• The problem
Set down the line that contains "Please indicate the wooden" and every line after it to the end of the entries, exactly as they stand and nothing more.

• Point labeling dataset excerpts
┏━━
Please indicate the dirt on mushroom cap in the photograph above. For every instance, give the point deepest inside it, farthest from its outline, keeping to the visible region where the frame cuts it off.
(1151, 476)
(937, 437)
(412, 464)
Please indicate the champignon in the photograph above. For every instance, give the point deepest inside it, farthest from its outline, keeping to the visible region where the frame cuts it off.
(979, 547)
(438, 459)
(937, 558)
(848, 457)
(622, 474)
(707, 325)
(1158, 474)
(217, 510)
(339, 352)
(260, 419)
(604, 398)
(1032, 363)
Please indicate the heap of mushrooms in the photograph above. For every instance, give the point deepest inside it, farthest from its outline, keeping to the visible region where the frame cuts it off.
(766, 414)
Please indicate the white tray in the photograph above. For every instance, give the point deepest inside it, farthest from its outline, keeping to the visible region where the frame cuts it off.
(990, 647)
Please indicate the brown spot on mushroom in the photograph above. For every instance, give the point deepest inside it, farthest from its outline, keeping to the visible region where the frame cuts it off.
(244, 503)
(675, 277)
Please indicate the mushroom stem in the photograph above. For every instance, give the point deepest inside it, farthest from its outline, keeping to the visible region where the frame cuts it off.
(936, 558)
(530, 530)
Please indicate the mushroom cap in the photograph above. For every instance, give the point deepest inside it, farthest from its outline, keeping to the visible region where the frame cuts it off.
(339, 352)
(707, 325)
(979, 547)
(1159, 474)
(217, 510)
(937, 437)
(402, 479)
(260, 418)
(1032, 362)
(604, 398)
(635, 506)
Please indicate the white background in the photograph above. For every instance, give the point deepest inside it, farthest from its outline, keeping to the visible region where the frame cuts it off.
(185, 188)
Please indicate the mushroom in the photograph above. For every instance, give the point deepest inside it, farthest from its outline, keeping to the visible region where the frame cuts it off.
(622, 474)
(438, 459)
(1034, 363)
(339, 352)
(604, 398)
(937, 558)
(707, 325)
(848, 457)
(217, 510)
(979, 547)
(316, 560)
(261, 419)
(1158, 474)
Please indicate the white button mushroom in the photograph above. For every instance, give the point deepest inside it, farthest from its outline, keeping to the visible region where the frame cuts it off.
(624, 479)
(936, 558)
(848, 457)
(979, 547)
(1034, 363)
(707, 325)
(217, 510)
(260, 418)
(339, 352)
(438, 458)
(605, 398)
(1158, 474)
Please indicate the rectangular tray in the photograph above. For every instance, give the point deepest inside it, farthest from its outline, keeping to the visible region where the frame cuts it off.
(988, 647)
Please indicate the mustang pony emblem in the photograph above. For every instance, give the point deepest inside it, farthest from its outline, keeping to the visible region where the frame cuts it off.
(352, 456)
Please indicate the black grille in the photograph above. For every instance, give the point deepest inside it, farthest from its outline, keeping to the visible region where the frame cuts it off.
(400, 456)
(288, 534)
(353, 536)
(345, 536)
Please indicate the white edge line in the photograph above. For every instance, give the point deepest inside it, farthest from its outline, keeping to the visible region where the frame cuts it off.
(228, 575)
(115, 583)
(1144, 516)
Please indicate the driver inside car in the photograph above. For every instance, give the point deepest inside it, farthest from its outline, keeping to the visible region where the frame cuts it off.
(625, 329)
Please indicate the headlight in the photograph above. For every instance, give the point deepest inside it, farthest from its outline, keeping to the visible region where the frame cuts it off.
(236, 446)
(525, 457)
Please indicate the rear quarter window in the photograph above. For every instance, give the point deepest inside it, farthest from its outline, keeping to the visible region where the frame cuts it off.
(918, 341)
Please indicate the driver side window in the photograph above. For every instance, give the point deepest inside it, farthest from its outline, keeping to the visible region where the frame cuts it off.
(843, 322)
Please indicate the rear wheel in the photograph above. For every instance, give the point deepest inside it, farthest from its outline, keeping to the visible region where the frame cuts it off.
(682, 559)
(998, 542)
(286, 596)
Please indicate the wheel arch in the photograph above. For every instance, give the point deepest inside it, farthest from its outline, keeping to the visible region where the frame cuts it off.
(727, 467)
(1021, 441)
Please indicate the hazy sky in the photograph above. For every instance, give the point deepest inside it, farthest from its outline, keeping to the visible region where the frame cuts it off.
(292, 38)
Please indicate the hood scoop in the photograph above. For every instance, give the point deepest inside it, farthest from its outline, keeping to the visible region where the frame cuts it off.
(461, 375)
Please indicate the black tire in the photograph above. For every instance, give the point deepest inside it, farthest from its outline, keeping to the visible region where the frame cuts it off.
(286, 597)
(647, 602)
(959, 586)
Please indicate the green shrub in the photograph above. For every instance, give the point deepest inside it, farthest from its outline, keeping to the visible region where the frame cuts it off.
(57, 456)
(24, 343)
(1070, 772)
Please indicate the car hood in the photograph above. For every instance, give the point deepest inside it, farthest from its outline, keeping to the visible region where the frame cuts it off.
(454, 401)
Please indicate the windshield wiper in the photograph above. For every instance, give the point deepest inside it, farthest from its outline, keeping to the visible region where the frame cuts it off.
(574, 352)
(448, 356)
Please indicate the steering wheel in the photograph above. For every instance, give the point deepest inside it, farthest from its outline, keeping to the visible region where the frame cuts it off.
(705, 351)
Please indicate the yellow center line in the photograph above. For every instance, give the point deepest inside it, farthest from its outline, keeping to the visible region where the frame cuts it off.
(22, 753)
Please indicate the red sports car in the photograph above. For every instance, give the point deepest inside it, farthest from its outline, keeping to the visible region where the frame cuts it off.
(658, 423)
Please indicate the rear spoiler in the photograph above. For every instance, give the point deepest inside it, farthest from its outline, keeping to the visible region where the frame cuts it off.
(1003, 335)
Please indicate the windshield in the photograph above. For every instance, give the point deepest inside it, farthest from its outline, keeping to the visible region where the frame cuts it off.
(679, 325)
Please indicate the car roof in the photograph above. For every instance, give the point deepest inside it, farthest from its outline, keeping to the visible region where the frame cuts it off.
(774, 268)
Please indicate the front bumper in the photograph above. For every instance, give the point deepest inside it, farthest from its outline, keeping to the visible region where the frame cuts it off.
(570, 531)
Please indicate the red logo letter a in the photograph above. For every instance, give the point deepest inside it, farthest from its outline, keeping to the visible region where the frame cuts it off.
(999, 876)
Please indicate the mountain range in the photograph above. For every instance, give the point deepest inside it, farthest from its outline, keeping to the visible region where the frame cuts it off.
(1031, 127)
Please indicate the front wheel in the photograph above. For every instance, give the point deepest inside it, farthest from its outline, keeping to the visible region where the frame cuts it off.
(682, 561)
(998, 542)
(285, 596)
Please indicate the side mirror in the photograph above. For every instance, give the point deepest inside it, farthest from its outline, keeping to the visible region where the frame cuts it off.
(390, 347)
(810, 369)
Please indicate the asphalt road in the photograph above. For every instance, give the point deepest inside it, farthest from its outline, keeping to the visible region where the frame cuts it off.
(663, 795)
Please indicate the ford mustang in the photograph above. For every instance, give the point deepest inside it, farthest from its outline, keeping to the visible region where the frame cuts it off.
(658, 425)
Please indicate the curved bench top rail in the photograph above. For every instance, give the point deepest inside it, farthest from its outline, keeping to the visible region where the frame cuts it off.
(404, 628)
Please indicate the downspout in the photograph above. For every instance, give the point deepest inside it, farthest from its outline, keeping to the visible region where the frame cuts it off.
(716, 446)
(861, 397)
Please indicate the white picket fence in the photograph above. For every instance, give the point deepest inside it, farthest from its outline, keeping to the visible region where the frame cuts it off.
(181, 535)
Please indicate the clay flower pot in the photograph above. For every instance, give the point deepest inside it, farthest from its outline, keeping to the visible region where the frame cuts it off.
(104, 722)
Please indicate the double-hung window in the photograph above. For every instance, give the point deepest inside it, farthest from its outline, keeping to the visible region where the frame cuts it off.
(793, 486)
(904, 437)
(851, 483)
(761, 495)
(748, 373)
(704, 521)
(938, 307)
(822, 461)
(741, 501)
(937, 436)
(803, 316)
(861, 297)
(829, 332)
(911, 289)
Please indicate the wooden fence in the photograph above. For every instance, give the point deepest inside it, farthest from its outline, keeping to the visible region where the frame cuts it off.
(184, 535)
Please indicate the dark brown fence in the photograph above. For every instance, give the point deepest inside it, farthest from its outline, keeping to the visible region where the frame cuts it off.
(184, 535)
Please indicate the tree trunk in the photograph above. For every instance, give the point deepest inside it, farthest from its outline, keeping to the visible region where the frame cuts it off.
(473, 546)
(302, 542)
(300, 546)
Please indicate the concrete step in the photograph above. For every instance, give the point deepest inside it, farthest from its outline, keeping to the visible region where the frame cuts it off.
┗━━
• Result of the exercise
Please indicate the wooden fence in the photograph above. For every instance, give the point deepest inside it, farthest from its outline, keeping to the visible region where the frame cuts it off.
(184, 535)
Please indicate the dark brown fence in the photograph above. For every instance, give the point deepest inside it, farthest from its outline, keeping to the visible region where the frame cuts it off.
(184, 535)
Please indicate the tree trunk in the photograph above. For every instance, give the point deepest inside it, farthest from its outline, keeping to the visible region where the frame cuts it off.
(473, 546)
(302, 542)
(300, 546)
Please indicate the concrete step in the photograph above. For every instance, give the point deepest inside it, farthest from its outline, keeping to the visible region where the frame cuts it off.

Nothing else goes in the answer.